- **TASK DESCRIPTION**
Reproduce every line of the records below, requests included, and scale each bounding box coordinate in the answers by 1.95, rounding to the nearest whole number with halves going up. Omit the pictures from your output.

## start RECORDS PROVIDED

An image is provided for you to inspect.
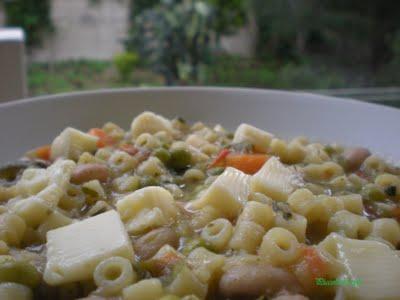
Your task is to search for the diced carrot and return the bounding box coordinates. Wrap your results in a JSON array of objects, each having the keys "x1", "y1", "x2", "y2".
[
  {"x1": 303, "y1": 246, "x2": 328, "y2": 279},
  {"x1": 225, "y1": 153, "x2": 269, "y2": 174},
  {"x1": 119, "y1": 144, "x2": 139, "y2": 155},
  {"x1": 160, "y1": 252, "x2": 180, "y2": 267},
  {"x1": 34, "y1": 145, "x2": 51, "y2": 160},
  {"x1": 392, "y1": 207, "x2": 400, "y2": 222},
  {"x1": 88, "y1": 128, "x2": 115, "y2": 148},
  {"x1": 208, "y1": 149, "x2": 231, "y2": 169}
]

## end RECORDS PROVIDED

- **ANSWER FOR THE TASK**
An image is provided for you to inspect.
Your task is to search for the diced carrot and return the bounding box coordinates. Wrap your results in a JSON array of objects, each having the keys "x1", "y1", "x2", "y2".
[
  {"x1": 591, "y1": 480, "x2": 640, "y2": 544},
  {"x1": 439, "y1": 298, "x2": 525, "y2": 339},
  {"x1": 232, "y1": 281, "x2": 271, "y2": 302},
  {"x1": 312, "y1": 491, "x2": 351, "y2": 521},
  {"x1": 66, "y1": 283, "x2": 99, "y2": 312},
  {"x1": 764, "y1": 404, "x2": 780, "y2": 433},
  {"x1": 172, "y1": 250, "x2": 224, "y2": 289},
  {"x1": 406, "y1": 291, "x2": 450, "y2": 330}
]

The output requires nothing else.